How to complete this task: Copy out the reflection below on a congregation's year of pandemic worship word for word, in full.

Passage provided:
• • •
It was one year ago that almost everything changed. We have now completed a full year of a global pandemic. I’ll never forget when I heard some medical expert say back in May of 2020 that things might not get back to normal until August. He or she, I can’t remember which, didn’t mean this coming August, August 2021. They meant August of 2020! But way back in May of 2020, the thought that we would be living with all these new restrictions all the way through August, three more months, sounded unbelievable and overwhelming.
The last time we worshiped in the building in 2020 was March 15. We worshiped online the following two Sundays. We held our first Parking Lot Worship April 5, Palm Sunday. Unfortunately, the weather didn’t allow us to worship outside on Easter Sunday. But beginning in May, Parking Lot worship became the norm. To the best of my recollection, we were only rained out once, and that wasn’t until halfway through the service. (Thankfully, we made it through the sermon!?) We almost made it all the way through October out in the parking lot. Beginning on October 25, Reformation Sunday, it just got too cold, and we went back to Facebook Live worship.
Then came March! The COVID-19 numbers finally got low enough, and vaccines were becoming available. As I write this, we have been back inside the building for three weeks! Worship is definitely not the same as it used to be. Everyone is all spread out. (That is not actually all that new.) Everyone is wearing masks. Only three people sing. But as different as it is, it is a sign that we are slowly but surely getting back to normal.
• • •
Data for analysis:
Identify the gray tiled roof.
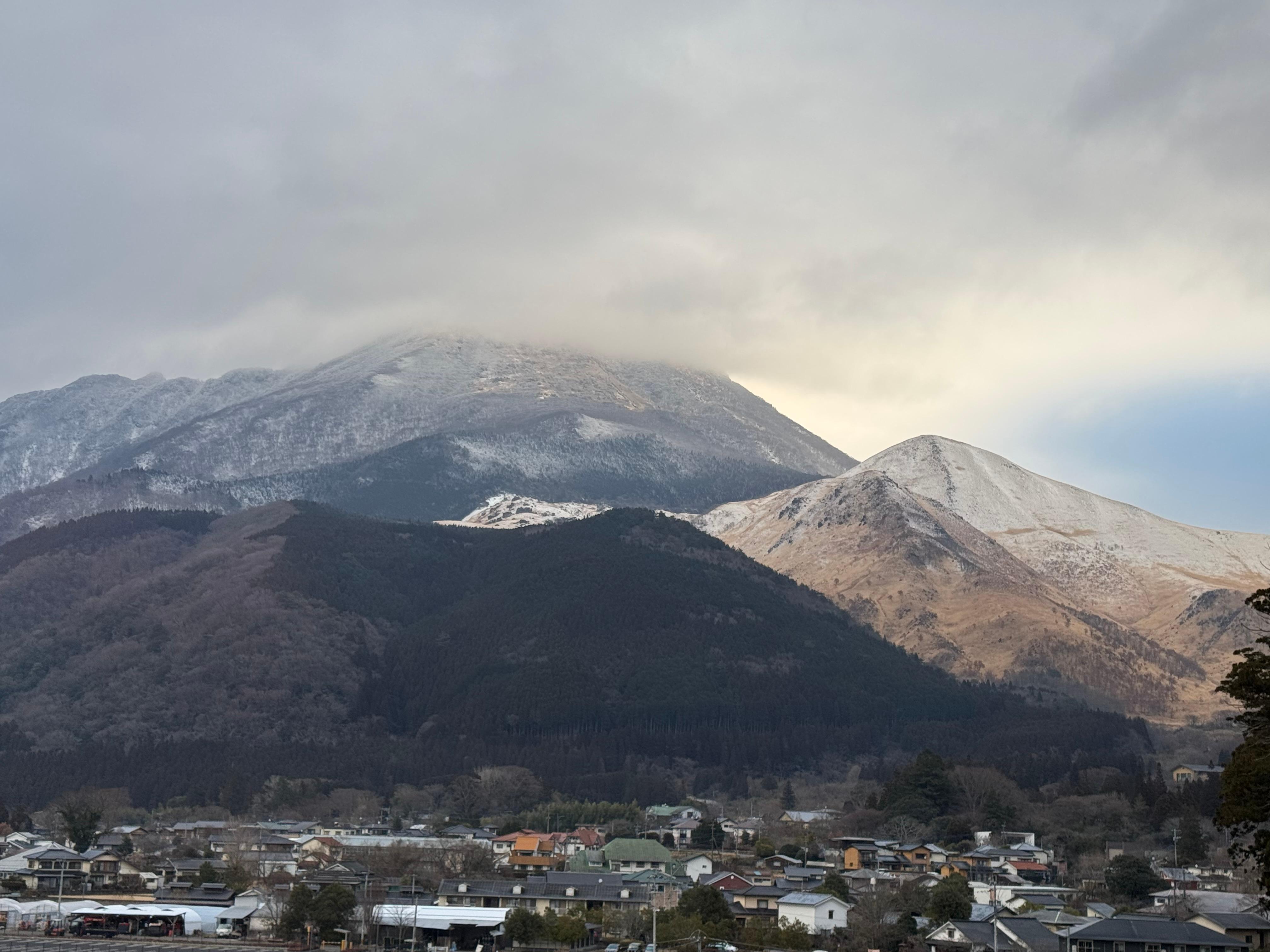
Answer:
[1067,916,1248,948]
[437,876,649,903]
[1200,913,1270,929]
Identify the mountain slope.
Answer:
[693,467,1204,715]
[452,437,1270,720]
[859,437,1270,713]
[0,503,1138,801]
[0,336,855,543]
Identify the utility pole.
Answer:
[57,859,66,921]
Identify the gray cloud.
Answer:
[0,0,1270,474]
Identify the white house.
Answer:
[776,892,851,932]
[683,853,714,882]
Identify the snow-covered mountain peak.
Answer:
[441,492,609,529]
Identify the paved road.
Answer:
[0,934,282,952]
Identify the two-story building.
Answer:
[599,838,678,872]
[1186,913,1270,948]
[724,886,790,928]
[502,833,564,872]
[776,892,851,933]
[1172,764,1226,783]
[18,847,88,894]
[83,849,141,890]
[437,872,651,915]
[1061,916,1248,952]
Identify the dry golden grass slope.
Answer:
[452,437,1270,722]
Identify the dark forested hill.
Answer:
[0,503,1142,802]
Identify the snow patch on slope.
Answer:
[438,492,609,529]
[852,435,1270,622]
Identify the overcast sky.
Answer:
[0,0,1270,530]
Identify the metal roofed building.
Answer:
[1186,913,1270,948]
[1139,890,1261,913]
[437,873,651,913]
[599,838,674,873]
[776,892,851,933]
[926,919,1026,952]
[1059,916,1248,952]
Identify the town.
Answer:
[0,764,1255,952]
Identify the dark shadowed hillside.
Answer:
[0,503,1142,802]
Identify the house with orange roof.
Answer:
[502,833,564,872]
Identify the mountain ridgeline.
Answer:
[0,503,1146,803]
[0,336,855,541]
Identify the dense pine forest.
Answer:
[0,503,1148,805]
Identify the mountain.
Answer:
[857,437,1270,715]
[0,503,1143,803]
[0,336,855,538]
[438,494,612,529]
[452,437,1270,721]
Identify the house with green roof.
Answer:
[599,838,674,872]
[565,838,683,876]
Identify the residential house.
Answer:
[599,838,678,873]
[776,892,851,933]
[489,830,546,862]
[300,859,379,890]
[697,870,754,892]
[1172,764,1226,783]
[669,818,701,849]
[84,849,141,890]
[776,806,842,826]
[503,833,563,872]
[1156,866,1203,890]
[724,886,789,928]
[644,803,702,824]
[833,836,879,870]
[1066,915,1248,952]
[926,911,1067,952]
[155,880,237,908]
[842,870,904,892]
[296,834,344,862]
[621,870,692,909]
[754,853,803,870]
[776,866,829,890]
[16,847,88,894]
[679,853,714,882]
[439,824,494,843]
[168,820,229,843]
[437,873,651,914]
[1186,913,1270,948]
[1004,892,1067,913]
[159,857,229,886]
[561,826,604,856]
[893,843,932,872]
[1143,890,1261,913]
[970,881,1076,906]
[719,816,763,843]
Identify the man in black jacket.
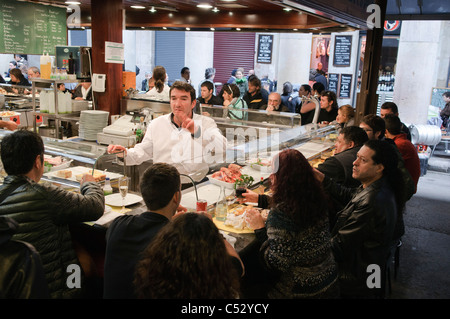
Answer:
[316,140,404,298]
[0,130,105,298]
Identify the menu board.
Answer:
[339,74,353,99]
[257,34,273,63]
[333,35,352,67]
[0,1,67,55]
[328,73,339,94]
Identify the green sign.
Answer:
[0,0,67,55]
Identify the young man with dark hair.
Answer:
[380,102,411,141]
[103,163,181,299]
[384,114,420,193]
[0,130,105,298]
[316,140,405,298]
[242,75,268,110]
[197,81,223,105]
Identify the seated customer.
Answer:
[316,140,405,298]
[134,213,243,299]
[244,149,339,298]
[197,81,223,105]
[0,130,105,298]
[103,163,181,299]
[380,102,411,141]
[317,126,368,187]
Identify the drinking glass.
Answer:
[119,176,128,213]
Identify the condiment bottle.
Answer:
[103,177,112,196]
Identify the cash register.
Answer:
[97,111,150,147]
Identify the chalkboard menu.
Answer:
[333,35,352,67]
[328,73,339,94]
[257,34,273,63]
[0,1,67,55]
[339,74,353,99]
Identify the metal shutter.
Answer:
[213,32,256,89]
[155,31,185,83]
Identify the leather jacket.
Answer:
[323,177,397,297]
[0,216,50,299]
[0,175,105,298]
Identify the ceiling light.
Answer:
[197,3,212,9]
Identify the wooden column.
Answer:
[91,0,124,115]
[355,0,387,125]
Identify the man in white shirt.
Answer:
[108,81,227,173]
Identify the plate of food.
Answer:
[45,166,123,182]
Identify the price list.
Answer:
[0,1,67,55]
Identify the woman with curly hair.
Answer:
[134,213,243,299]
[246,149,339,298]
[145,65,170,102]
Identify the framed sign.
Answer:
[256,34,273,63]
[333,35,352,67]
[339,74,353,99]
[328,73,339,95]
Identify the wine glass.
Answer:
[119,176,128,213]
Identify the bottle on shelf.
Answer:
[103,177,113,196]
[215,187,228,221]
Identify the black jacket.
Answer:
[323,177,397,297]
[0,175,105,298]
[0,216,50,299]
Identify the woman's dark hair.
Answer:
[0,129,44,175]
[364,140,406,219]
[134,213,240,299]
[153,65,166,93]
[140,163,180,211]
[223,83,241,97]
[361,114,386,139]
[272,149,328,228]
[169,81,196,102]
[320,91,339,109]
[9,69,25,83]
• • •
Solved exercise:
It was one year ago that almost everything changed. We have now completed a full year of a global pandemic. I’ll never forget when I heard some medical expert say back in May of 2020 that things might not get back to normal until August. He or she, I can’t remember which, didn’t mean this coming August, August 2021. They meant August of 2020! But way back in May of 2020, the thought that we would be living with all these new restrictions all the way through August, three more months, sounded unbelievable and overwhelming.
The last time we worshiped in the building in 2020 was March 15. We worshiped online the following two Sundays. We held our first Parking Lot Worship April 5, Palm Sunday. Unfortunately, the weather didn’t allow us to worship outside on Easter Sunday. But beginning in May, Parking Lot worship became the norm. To the best of my recollection, we were only rained out once, and that wasn’t until halfway through the service. (Thankfully, we made it through the sermon!?) We almost made it all the way through October out in the parking lot. Beginning on October 25, Reformation Sunday, it just got too cold, and we went back to Facebook Live worship.
Then came March! The COVID-19 numbers finally got low enough, and vaccines were becoming available. As I write this, we have been back inside the building for three weeks! Worship is definitely not the same as it used to be. Everyone is all spread out. (That is not actually all that new.) Everyone is wearing masks. Only three people sing. But as different as it is, it is a sign that we are slowly but surely getting back to normal.